Given records:
-.-.-

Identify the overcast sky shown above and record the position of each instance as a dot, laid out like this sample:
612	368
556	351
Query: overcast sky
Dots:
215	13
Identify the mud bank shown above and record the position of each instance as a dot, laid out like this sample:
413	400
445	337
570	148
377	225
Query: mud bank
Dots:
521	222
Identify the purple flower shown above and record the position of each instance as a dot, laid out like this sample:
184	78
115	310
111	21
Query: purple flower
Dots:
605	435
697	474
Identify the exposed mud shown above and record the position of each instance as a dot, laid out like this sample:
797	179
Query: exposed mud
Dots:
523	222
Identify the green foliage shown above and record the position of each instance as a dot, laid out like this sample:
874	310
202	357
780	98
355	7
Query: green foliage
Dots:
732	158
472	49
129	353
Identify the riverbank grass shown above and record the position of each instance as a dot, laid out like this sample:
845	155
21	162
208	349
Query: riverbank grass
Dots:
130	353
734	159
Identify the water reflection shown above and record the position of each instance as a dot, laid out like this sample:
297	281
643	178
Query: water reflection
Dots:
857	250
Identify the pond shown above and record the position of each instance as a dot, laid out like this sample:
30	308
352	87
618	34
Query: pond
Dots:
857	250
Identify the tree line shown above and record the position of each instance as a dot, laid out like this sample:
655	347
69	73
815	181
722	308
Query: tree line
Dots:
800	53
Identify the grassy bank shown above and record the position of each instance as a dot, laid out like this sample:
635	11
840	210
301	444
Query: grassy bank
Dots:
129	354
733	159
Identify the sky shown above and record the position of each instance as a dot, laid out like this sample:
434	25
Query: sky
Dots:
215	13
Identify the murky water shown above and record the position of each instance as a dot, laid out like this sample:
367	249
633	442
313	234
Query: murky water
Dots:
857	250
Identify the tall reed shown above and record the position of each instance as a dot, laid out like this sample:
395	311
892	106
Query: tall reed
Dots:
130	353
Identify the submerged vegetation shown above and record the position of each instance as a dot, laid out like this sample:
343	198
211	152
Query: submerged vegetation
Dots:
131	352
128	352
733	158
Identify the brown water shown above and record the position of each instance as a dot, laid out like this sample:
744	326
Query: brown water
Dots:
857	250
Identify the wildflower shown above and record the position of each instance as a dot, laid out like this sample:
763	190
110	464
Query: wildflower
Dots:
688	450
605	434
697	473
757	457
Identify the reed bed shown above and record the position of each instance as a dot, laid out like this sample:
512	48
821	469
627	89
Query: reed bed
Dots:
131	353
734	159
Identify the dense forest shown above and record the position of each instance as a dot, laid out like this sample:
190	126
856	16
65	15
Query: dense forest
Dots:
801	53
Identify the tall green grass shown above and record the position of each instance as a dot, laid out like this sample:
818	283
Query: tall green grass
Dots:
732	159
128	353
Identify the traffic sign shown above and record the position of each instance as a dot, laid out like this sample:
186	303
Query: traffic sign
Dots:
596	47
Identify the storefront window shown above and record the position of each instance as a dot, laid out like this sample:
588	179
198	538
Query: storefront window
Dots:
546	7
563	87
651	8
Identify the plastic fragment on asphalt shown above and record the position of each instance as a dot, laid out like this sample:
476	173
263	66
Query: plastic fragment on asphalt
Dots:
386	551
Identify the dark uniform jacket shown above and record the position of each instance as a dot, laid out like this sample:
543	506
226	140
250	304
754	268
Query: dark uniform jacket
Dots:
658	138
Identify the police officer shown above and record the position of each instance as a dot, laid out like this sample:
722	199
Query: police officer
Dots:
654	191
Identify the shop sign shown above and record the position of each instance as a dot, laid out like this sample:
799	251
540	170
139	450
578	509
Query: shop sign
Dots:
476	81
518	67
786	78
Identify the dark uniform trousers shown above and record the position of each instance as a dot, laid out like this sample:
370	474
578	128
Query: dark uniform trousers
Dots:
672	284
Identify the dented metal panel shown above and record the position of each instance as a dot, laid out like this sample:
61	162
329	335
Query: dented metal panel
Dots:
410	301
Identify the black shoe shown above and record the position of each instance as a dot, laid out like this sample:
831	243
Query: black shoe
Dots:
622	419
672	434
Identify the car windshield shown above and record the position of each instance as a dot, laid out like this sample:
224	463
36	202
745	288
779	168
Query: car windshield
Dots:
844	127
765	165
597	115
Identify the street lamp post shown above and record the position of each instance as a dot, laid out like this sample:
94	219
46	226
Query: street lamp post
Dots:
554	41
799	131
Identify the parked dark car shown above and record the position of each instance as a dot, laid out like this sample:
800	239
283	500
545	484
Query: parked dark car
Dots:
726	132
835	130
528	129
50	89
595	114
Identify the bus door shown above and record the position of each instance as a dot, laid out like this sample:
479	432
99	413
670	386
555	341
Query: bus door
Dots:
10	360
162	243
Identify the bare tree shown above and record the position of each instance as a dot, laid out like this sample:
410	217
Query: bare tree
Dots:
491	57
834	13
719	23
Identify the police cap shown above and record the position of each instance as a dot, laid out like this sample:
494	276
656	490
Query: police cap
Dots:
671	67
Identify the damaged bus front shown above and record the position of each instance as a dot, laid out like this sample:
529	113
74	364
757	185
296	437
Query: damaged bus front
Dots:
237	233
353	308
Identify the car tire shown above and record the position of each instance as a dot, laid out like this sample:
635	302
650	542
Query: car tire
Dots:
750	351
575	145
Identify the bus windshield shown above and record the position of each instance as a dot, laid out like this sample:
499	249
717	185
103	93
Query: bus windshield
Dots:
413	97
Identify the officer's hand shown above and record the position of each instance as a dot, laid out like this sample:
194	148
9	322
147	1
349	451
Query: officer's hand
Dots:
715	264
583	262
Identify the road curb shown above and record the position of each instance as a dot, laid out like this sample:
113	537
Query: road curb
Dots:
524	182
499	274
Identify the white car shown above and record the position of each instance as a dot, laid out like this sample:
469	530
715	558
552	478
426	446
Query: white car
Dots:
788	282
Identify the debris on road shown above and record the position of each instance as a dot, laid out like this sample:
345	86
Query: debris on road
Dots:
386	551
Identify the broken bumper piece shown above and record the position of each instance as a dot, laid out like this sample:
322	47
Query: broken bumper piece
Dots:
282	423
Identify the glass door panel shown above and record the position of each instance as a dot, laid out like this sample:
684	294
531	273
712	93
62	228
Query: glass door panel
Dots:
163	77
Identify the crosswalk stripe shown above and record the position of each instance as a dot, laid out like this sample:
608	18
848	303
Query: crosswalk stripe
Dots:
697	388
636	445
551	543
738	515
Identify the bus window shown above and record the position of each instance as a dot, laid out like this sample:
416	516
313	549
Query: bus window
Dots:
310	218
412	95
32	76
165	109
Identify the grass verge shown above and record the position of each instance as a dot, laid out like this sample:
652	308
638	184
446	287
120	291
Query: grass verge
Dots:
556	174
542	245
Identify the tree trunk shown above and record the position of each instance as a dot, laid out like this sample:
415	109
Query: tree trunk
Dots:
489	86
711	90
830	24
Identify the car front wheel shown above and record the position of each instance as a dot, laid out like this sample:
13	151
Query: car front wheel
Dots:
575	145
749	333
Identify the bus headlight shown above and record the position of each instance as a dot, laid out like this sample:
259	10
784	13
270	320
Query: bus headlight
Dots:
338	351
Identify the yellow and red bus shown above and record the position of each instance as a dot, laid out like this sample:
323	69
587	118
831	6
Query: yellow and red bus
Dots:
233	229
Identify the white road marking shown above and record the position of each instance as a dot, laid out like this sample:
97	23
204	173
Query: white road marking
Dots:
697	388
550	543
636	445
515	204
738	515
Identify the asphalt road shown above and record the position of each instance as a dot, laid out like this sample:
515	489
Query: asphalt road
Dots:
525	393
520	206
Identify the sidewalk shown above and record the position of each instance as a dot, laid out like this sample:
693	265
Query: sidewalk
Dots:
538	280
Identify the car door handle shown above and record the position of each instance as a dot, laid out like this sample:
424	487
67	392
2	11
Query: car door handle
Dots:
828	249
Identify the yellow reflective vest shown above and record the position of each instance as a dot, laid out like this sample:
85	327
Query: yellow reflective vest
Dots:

-.-.-

Exercise prompt: Reproduce only the lines between the line containing "Identify the white road" and the last line of the records, those two lines included, exactly.

Task solution:
Identify the white road marking shown above and record the position of each instance as a dot, laid out like this sample:
97	23
204	173
Query: white road marking
Dots:
697	388
550	543
636	445
515	204
738	515
Identify the asphalt road shown above and record the position of each instance as a dot, laid out like this sample:
515	489
Query: asphalt road
Dots:
525	393
520	206
Identify the sidewalk shown above and record the position of each instance as a dot, laid out like this sample:
693	265
Query: sidewalk
Dots:
538	280
Identify the car door handle shown above and record the position of each instance as a dot, laid out like this sample:
424	487
67	392
2	11
Query: car door handle
Dots:
828	249
Identify the yellow reflective vest shown above and record the position of each instance as a dot, laid out like this sample:
85	327
Query: yellow reflective vest
Dots:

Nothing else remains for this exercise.